### [Required action]
Print the records again, character for character.

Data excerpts
'''

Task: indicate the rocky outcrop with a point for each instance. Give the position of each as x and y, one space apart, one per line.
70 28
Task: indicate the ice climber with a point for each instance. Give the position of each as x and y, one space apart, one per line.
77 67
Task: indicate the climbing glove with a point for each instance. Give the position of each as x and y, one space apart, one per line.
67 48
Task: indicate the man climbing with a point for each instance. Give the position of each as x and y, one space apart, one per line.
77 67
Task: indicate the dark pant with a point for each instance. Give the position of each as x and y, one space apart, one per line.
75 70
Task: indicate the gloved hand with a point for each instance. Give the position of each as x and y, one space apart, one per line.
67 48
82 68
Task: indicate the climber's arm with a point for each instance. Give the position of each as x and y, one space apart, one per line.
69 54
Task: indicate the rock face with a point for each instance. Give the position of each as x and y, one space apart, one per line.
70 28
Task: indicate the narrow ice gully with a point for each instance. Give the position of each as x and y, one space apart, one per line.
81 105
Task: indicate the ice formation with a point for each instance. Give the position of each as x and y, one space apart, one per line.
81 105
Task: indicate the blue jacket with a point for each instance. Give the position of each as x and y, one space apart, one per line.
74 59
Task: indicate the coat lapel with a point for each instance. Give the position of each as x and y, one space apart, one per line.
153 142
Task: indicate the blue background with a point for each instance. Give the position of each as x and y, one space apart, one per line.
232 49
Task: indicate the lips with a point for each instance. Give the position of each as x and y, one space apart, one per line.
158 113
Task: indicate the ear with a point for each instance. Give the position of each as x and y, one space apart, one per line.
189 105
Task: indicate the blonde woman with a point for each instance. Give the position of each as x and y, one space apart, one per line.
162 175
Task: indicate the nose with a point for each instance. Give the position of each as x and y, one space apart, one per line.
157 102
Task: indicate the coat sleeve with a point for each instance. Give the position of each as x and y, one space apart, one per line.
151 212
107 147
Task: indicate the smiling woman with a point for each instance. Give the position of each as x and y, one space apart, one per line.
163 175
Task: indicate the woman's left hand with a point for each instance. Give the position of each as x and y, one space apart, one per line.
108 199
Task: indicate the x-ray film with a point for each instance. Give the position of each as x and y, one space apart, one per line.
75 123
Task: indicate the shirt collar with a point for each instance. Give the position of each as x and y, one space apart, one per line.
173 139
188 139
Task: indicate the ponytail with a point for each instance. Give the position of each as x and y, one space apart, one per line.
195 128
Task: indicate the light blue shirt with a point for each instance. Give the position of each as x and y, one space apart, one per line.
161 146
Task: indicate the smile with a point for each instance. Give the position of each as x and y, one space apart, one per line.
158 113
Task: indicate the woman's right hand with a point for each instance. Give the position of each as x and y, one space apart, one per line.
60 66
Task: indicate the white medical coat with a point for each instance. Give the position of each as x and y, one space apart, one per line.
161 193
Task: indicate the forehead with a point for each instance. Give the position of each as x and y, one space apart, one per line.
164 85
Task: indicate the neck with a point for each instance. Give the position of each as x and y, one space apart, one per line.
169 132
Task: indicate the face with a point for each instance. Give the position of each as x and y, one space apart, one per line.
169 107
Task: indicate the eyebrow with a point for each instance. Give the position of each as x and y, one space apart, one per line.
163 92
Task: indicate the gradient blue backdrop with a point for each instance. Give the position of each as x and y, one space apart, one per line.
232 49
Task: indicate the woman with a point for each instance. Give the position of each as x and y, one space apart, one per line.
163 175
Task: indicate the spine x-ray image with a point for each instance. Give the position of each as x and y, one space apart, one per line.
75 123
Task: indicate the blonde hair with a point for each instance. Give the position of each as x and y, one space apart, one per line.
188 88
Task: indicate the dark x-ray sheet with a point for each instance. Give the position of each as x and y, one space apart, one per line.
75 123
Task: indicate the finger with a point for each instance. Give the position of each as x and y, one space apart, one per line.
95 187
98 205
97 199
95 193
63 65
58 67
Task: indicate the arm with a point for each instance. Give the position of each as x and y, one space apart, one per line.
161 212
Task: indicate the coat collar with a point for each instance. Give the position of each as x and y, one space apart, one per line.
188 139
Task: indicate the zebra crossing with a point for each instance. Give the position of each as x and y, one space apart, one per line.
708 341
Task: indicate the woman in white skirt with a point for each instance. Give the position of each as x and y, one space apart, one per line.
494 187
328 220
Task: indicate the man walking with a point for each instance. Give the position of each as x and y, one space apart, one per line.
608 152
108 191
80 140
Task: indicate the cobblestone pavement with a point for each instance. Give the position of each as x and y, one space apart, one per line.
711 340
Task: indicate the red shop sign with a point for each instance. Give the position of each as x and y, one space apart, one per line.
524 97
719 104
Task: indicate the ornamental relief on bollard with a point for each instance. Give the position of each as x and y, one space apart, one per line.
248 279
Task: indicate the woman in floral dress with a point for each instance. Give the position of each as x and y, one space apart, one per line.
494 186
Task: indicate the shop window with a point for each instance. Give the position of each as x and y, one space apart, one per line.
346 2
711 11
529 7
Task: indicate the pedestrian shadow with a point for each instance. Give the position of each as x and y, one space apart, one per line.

'''

### [Solution to this exercise]
Task: indicate the rocky outcrop with a point for each instance. Give the position of each as x and y, one space apart, one per line.
70 28
Task: indicate the ice climber with a point for each instance. Give the position of each as x and y, one space apart, one per line.
77 67
Task: indicate the climbing glove with a point for each instance. Give the position of each as x and y, one space apart, one per line.
67 48
Task: indicate the man climbing with a point for each instance. Give the position of each as x and y, one space apart, one per line.
77 67
Task: indicate the dark pant with a point for each instance. Give the position of each as x and y, one space apart, one per line.
75 70
Task: indicate the gloved hand with a point for each instance. Give the position of each as x and y, one space apart, one per line.
67 48
82 68
Task: indicate the climber's arm with a point for each instance. Give the position of each as x and y, one space apart, one per line.
69 54
Task: indicate the rock face with a point for each instance. Give the position of each as x and y, one space apart, one per line.
70 28
Task: indicate the narrow ice gully with a point for each instance. Give the position of each as x and y, one space apart, one per line.
81 105
Task: indicate the ice formation with a point for each instance. Give the position of each as x and y, one space apart, one per line.
81 105
Task: indicate the blue jacket with a point for each instance. Give the position of each as x and y, one space apart, one per line.
74 59
Task: indicate the coat lapel with a point for each instance. Give the position of each as x and y, one space apart, one per line.
153 142
Task: indicate the blue background with a point for each instance. Give the position of each as x and y, one space apart, one per line.
232 49
Task: indicate the lips with a point for each instance. Give the position of each as x and y, one space apart, one per line.
158 113
Task: indicate the ear with a point for each instance. Give the position of each as x and y, one space apart, one per line.
189 105
Task: indicate the blonde woman with a point for each instance. Give the position of each as x and y, one space apart, one per line.
162 175
Task: indicate the nose with a point for each instance. Give the position of each as x and y, one space apart, one per line.
157 102
Task: indicate the coat sleeve with a point for each instance. Give the position of each as x and y, one space apart, one per line.
151 212
107 147
Task: indicate the smiling woman with a point for each instance. Give the position of each as x and y, one space apart, one per line.
163 175
Task: indicate the woman's left hand with a point for each instance. Give the position of each as x and y, one space apart, one per line.
108 199
Task: indicate the x-ray film with a point for each instance. Give the position of each as x and y, one space apart, one per line.
75 123
Task: indicate the shirt collar with a point for each instance. Give the position of each as x and y, one space apart, one per line.
173 139
188 139
Task: indicate the ponytail with a point for each instance. Give the position of each as x and y, one space apart, one per line.
195 128
Task: indicate the light blue shirt with a point for each instance. Give the position of each as x and y, one space apart, one per line.
161 146
Task: indicate the smile with a point for each instance. Give the position of each as x and y, one space apart, one per line.
158 113
Task: indicate the woman's right hand with a point for each instance. Give the position of each as x and y, one space apart, one per line.
60 66
Task: indicate the white medical coat with a point for each instance. Give the position of each as x and y, one space apart, one per line.
161 193
Task: indicate the forehead with a point for each instance. Give the position of each as x and y, one space apart, one per line.
164 85
Task: indicate the neck with a point for each instance. Give the position of each as x and y, one space apart, one per line.
169 132
Task: indicate the face with a point for each instance. Give the position of each as x and y, one space apart, one per line.
169 107
Task: indicate the eyebrow with a point for each instance. Give the position of each as x and y, one space apart, one per line.
163 92
Task: indicate the gradient blue backdrop with a point for each instance. Give the position of each as x and y, one space apart, one per line.
232 49
Task: indicate the woman with a point for each instance. Give the position of each as x and y, one space apart, one per line.
163 175
Task: indicate the spine x-ray image with a point for each instance. Give the position of each as x and y, one space apart, one per line.
75 123
Task: indicate the blonde hair with a point for each instance. Give the position of each as x and y, one space apart, one per line.
188 88
Task: indicate the dark x-ray sheet with a point for each instance. Give the position of each as x and y, one space apart, one per line.
75 123
Task: indicate the finger with a point for each instance. Give the position of each as x and y, one space apart, one per line.
95 187
98 205
97 199
95 193
63 65
58 67
Task: indicate the arm with a point for each instance. Give the position of each as x and y, one space apart, one per line.
161 212
Task: indicate the coat collar with a point for each instance. Give the position of each as x and y, one space apart, one per line.
188 139
Task: indicate the zebra crossing with a point for each instance. Give the position of each as x and y, one space apart, one per line.
708 341
Task: indicate the woman in white skirt with a point for each instance. Give the position of each as x and y, one space apart, one per line.
494 187
328 220
Task: indicate the man walking with a point for each instance. Give the position of each as x and y, one space apart, one per line.
608 152
108 191
80 140
Task: indicate the cobblestone pavement with a point for each instance. Give the position of each as x and y, one space apart, one per line.
711 340
Task: indicate the red shop sign with a point for each instance. Give the position of each as x and y, one space apart, one per line.
524 97
719 104
Task: indicate the ornamental relief on bollard with a point for each instance. Give the position of each as x and y, one space apart, one per line.
248 279
Task: indicate the woman in floral dress with a point for each instance. Give the position of each as x and y, one space apart, one per line.
494 186
Task: indicate the shop window with a point for each instance. Give the position of each as x and y, one space apart, one per line.
346 2
711 11
529 7
Task: indicate the pedestrian shadow with a point for each instance. Give the position of each as x and y, one space apart, one per line.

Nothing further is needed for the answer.